_EXERCISE REQUIREMENTS:_
(1) Answer these from the Halloween fireworks article:
(a) In what two sizes did the squib come in Victorian times?
(b) Where was the old firework-making book found?
(c) What was the man from the Lough Shore area given for the hamper of apples?
(2) Quote the Halloween fireworks article from "If you thought" up to and including "with intricate illustrations.".

_QUOTED PASSAGE:_
────────────────────────────────────────
Big thank you from Lisburn.com

Fireworks and Frolics - the old style Halloween

If you thought problems with fireworks are a modern phenomenon,
The Digger offers evidence to the contrary

I FOUND an old book amongst the shelves of a second hand bookshop in the University area of Belfast last year 'Practical Firework-Making for Amateurs' by W H Browne complete with intricate illustrations.

The book does not contain a publication date but there are clues in the contents which date it from the late Victorian period.

It is described as containing "Complete and explicit directions in the art of pyrotechny, as applied to both major and minor fireworks for the use of amateurs and beginners." The art of firework making dates from a very early period and it is believed the Chinese were the first to discover and develop it. Pyrotechny spread to Europe where it was practised in the 13th century. In the 1880s it was a complicated process. There are instructions for making rockets, Roman Candles, gerbs, jets, Bengal fires, saxons, mines of serpents, squibs and catherine wheels.

In Victorian times the squib, or serpent, came in two sizes - the penny and the halfpenny. The book tells us "there were no less than 11 distinct operations" in the manufacture of the squib. These included cutting and pasting the papers, rolling the cases, choking, filling, clearing, bouncing, priming, capping, tying off and dipping. Imperial brown paper was a necessity and its weight was an important factor in this process.

Of course you also required specific 'Squib making apparatus' which included a choking machine, funnel and rammer and access to the meal powder, sulphur and other necessary chemicals to complete the composition formulae.

The author of the book goes to great lengths to emphasise the safety aspects to the reader. "Never use a pestle or mortar, as by accident there may be traces of chemicals in the compound to be ground, and the result will be detonation." An old friend of mine told me recently that almost 70 years ago he can remember buying squibs in Lisburn and using them at Halloween time.

Catherine wheels and sparklers were popular just after the 2nd World War. I was chatting to another man recently in his early 90s who recalls as a child in the Knockmore area experimenting and adapting the carbide lamp into a home-made explosive system. Most definitely not recommended!

Those with memories of Halloween in times past recall simpler forms of celebrations compared with those of today.

A man from the Lough Shore area visited houses at Whitemountain with a basket full of apples. He was given five bob for the hamper. The aroma those apples gave off whilst in storage in the whitewashed cottages in the district is still fixed in the memories of those who lived there.
────────────────────────────────────────
_ENTRIES SHOWN:_
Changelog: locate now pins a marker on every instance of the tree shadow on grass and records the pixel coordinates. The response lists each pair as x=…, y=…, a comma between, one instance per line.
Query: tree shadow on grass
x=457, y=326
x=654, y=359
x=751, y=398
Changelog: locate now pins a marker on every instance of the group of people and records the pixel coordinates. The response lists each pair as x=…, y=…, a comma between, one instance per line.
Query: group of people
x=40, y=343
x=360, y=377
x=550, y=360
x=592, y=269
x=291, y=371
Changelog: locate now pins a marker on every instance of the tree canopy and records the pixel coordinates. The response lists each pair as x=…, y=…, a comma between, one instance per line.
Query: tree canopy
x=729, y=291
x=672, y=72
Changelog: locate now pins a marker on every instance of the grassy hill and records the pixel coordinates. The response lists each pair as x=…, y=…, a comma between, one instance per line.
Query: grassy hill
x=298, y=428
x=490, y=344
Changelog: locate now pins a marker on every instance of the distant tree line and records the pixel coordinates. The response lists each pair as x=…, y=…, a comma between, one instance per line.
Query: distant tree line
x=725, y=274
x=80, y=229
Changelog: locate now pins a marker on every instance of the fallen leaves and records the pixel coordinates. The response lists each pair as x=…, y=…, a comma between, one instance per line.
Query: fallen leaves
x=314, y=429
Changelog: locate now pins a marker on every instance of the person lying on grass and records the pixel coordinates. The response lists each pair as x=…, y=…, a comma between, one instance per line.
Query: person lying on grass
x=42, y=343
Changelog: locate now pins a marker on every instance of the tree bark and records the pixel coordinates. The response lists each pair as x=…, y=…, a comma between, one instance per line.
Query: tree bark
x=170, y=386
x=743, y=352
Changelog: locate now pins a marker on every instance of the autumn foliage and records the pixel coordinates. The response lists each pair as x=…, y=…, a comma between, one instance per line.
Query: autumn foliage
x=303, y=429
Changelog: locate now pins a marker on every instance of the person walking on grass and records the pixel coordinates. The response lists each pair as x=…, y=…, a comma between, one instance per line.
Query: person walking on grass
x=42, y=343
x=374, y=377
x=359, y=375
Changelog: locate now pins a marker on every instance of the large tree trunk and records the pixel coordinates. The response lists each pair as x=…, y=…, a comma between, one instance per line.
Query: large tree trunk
────────────────────────────────────────
_RESPONSES TO THE EXERCISE:_
(1)
(a) The penny and the halfpenny.
(b) In a second hand bookshop in the University area of Belfast.
(c) Five bob.

(2)
If you thought problems with fireworks are a modern phenomenon,
The Digger offers evidence to the contrary

I FOUND an old book amongst the shelves of a second hand bookshop in the University area of Belfast last year 'Practical Firework-Making for Amateurs' by W H Browne complete with intricate illustrations.